(Labeled-object pointing entries)
++++

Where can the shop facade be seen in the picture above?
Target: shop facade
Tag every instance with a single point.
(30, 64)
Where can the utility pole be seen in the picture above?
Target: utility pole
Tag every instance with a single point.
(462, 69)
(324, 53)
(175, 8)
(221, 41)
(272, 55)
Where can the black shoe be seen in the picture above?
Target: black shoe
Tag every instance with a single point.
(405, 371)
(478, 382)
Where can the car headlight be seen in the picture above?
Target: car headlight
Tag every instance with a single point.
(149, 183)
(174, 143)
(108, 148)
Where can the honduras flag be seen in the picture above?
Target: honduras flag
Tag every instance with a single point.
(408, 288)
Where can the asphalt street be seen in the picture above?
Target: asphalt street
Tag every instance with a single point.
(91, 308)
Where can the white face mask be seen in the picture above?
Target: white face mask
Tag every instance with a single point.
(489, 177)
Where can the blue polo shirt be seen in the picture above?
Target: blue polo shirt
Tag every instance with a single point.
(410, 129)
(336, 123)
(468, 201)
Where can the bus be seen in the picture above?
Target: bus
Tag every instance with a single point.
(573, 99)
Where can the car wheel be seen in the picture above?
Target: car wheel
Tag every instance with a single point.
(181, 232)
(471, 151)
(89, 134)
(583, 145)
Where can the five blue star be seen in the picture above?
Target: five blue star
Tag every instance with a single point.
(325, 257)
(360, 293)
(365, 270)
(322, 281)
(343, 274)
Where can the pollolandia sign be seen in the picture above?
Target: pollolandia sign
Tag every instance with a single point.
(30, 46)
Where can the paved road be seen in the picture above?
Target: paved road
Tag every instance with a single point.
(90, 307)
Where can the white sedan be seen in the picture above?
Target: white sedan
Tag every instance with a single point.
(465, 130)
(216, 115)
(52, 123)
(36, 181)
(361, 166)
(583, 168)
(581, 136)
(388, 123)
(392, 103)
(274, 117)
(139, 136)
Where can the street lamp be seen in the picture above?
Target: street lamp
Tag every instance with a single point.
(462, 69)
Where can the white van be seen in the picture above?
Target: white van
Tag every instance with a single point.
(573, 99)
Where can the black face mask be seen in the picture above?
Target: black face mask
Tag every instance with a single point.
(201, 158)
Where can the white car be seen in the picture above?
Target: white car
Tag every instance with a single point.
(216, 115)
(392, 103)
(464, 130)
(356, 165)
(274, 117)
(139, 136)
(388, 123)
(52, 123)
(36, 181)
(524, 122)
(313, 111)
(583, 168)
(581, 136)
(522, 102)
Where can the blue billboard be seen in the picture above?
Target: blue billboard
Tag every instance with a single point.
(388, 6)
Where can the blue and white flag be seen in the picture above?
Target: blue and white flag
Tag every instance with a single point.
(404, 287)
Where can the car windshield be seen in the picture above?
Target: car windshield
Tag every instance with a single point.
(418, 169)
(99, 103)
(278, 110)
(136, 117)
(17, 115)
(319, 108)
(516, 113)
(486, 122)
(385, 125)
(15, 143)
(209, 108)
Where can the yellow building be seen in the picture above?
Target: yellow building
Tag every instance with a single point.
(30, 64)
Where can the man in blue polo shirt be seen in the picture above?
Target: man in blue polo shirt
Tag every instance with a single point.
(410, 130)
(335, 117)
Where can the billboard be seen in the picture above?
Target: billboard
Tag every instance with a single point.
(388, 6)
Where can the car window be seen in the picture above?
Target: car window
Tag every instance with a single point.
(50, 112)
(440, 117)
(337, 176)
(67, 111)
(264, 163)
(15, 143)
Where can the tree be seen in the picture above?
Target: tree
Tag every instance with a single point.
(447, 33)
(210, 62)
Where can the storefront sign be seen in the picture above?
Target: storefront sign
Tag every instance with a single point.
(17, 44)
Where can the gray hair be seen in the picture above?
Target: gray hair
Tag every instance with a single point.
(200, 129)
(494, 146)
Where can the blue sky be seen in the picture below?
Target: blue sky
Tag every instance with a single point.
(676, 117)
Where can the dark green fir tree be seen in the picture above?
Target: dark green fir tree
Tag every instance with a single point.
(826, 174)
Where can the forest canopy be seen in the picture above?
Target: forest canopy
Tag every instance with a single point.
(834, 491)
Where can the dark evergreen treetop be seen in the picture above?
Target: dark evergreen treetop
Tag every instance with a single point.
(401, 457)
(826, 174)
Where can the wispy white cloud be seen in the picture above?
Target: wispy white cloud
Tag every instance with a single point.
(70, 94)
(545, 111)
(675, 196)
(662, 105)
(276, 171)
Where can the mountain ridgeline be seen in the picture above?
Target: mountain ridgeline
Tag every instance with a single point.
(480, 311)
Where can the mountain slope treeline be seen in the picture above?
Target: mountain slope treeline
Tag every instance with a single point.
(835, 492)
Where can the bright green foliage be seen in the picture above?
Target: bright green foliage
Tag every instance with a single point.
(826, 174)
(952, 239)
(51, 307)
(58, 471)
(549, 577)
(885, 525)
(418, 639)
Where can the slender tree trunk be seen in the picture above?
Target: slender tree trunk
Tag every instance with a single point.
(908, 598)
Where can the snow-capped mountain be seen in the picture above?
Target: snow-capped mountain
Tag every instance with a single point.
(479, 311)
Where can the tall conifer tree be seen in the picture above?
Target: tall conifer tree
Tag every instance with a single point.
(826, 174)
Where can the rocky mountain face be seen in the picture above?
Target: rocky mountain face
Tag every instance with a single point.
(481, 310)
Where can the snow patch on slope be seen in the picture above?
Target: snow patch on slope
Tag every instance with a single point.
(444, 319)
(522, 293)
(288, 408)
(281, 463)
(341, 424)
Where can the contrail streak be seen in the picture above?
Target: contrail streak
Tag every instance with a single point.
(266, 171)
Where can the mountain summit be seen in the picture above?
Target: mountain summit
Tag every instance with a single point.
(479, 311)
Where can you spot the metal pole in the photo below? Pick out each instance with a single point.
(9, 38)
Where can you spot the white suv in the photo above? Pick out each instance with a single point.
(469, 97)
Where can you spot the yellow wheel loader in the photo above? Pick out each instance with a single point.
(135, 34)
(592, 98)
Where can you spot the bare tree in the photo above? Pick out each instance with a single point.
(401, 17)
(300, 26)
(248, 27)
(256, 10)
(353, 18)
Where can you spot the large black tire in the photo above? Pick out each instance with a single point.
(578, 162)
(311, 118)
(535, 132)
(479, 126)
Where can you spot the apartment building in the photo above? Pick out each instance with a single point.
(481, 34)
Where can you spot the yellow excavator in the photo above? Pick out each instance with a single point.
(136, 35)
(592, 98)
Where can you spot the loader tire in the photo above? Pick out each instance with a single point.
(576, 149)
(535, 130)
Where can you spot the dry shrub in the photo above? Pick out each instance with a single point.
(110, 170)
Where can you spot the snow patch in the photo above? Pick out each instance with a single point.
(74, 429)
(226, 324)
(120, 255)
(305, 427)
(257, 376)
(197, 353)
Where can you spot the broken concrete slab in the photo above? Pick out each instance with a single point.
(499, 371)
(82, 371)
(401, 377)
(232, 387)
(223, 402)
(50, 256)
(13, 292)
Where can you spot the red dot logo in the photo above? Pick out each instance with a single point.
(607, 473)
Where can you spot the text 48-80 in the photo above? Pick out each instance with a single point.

++++

DO THIS: Starting from the line containing "Where can you spot the loader", repeat each line through the end of the entries, exactly.

SOLUTION FOR THIS EXERCISE:
Where can you spot the loader tire in the photo above? Pick out each instance with a single point.
(576, 149)
(535, 130)
Where can you spot the dry shrub in the photo above? Pick out each instance with a single point.
(110, 170)
Where can you spot the snow patch in the photo above? Pick out each instance with a single point.
(74, 429)
(226, 324)
(120, 255)
(305, 427)
(257, 376)
(197, 353)
Where can you spot the broken concrete slab in the photo above? Pick out each instance with a single point.
(499, 371)
(82, 371)
(401, 377)
(232, 387)
(223, 402)
(50, 256)
(13, 292)
Where can you spot the red dot logo in the photo above? Pick out each instance with a single point.
(607, 473)
Where can you spot the text 48-80 in the photo above? Pick out each instance with a single point.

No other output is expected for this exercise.